MML 10 — Dimensionality Reduction with PCA

00

Topics We'll Cover

Setting up the problem
View 1 — maximise the projected variance
View 2 — minimise the reconstruction error
The two views give the same answer
PCA via the SVD
Interactive: 2D → 1D PCA
High-dimensional PCA, the dual trick
Probabilistic PCA
When PCA fails
Cheat sheet

01

Setting Up the Problem

We have data $X = [\mathbf{x}_1, \dots, \mathbf{x}_N]^\top \in\mathbb{R}^{N\times D}$. We want a projection to $M< D$ dimensions:

$$\mathbf{z}_n = B^\top(\mathbf{x}_n - \boldsymbol\mu),\qquad \tilde{\mathbf{x}}_n = \boldsymbol\mu + B\mathbf{z}_n,$$

where $B\in\mathbb{R}^{D\times M}$ has orthonormal columns and $\boldsymbol\mu$ is the (sample) mean. Three quantities are at play:

codes $\mathbf{z}_n\in\mathbb{R}^M$ — the reduced representation;
reconstruction $\tilde{\mathbf{x}}_n\in\mathbb{R}^D$ — what you'd recover after lossy compression;
residual $\mathbf{x}_n - \tilde{\mathbf{x}}_n$ — what was lost.
- - - -
Reproduce the text on dimensionality reduction with PCA in full, keeping every character, symbol and line break unchanged.

* DATASET CONTENT *
- - - -
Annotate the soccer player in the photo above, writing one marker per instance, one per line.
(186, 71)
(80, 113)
- - - -
* WRITTEN RESPONSE *
MML 10 — Dimensionality Reduction with PCA

00

Topics We'll Cover

Setting up the problem
View 1 — maximise the projected variance
View 2 — minimise the reconstruction error
The two views give the same answer
PCA via the SVD
Interactive: 2D → 1D PCA
High-dimensional PCA, the dual trick
Probabilistic PCA
When PCA fails
Cheat sheet

01

Setting Up the Problem

We have data $X = [\mathbf{x}_1, \dots, \mathbf{x}_N]^\top \in\mathbb{R}^{N\times D}$. We want a projection to $M< D$ dimensions:

$$\mathbf{z}_n = B^\top(\mathbf{x}_n - \boldsymbol\mu),\qquad \tilde{\mathbf{x}}_n = \boldsymbol\mu + B\mathbf{z}_n,$$

where $B\in\mathbb{R}^{D\times M}$ has orthonormal columns and $\boldsymbol\mu$ is the (sample) mean. Three quantities are at play:

codes $\mathbf{z}_n\in\mathbb{R}^M$ — the reduced representation;
reconstruction $\tilde{\mathbf{x}}_n\in\mathbb{R}^D$ — what you'd recover after lossy compression;
residual $\mathbf{x}_n - \tilde{\mathbf{x}}_n$ — what was lost.